● **Work item**
The records shown below are to be repeated exactly and completely.

● **Exercise input**
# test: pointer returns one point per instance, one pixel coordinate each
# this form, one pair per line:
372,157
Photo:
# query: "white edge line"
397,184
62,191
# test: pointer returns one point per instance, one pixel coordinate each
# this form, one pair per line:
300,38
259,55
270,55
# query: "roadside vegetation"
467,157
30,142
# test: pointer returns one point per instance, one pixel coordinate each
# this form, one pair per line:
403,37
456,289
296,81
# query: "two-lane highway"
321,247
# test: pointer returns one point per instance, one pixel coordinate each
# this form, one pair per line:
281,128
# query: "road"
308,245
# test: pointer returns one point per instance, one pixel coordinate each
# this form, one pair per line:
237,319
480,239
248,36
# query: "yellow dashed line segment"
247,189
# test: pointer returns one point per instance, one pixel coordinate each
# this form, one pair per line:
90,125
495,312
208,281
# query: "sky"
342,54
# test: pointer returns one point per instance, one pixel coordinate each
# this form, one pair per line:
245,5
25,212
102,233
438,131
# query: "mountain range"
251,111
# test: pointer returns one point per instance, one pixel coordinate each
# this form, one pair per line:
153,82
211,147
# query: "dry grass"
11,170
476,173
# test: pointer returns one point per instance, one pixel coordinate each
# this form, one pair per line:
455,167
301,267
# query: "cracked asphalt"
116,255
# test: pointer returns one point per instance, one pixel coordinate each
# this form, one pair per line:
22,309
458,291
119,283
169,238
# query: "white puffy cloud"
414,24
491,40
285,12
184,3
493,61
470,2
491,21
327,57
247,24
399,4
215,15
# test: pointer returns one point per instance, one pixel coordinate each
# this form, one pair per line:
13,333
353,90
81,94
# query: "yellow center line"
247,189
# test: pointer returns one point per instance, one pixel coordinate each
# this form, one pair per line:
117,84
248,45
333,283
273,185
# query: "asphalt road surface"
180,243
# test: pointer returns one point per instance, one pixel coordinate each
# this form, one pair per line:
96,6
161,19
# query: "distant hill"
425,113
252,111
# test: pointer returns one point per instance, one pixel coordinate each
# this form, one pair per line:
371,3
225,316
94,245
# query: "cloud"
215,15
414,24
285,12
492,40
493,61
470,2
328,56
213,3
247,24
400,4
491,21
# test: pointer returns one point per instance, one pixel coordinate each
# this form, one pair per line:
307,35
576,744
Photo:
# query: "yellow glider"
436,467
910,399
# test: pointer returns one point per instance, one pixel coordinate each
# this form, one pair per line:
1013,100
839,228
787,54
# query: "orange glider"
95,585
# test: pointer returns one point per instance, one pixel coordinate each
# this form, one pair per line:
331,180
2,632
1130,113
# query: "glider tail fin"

● **Answer below**
# test: pointer returns one point per instance, one pixel coordinate each
# this form, one pair per line:
372,157
Photo:
# query: "white edge line"
397,184
62,191
# test: pointer returns one point per instance, one pixel coordinate each
# this form, one pair per line:
300,38
259,55
270,55
# query: "roadside vegetation"
467,157
30,142
# test: pointer returns one point per instance, one pixel coordinate each
# this form, one pair per line:
403,37
456,289
296,81
# query: "two-lane highway"
321,247
# test: pointer returns one point per instance, one pixel coordinate each
# this form, one pair per line:
281,128
# query: "road"
308,245
# test: pointer returns one point per instance, one pixel coordinate each
# this form, one pair per line:
237,319
480,239
248,36
# query: "yellow dashed line segment"
247,189
# test: pointer returns one point per instance, one pixel coordinate each
# this form, one pair per line:
90,125
495,312
208,281
# query: "sky"
342,54
# test: pointer returns one point per instance, one pixel coordinate each
# this form, one pair per line:
245,5
25,212
102,233
438,131
# query: "mountain range"
251,111
# test: pointer returns one point per instance, one pixel coordinate each
# this form, one pair per line:
153,82
211,147
# query: "dry grass"
11,170
476,173
# test: pointer returns one point per instance, one pixel coordinate each
# this form, one pair per line:
455,167
301,267
# query: "cracked asphalt"
116,255
# test: pointer returns one point per instance, one pixel coordinate each
# this form, one pair per line:
22,309
458,291
119,283
169,238
# query: "white puffy cloud"
414,24
491,40
285,12
184,3
493,61
470,2
491,21
327,57
247,24
399,4
215,15
# test: pointer returns one point per instance, one pixel coordinate each
# this form, one pair per line:
13,333
353,90
81,94
# query: "yellow center line"
247,189
# test: pointer returns one point per instance, one pixel coordinate each
# this form, one pair per line:
117,84
248,45
333,283
273,185
# query: "asphalt road surface"
180,243
# test: pointer returns one point per instance, one pixel coordinate each
# this form, one pair per line:
96,6
161,19
# query: "distant hill"
425,113
252,111
# test: pointer returns one point per instance, one pixel coordinate each
# this form, one pair per line:
371,3
225,316
94,245
# query: "cloud"
215,15
414,24
285,12
492,40
493,61
470,2
328,56
213,3
247,24
400,4
491,21
# test: pointer returns one point per instance, one pixel coordinate each
# this form, one pair per line:
307,35
576,744
Photo:
# query: "yellow glider"
436,467
910,399
# test: pointer returns one point per instance, one pixel coordinate each
# this form, one pair per line:
1013,100
839,228
787,54
# query: "orange glider"
95,585
# test: pointer returns one point per instance, one pixel coordinate each
# this form, one pair per line:
331,180
2,632
1130,113
# query: "glider tail fin"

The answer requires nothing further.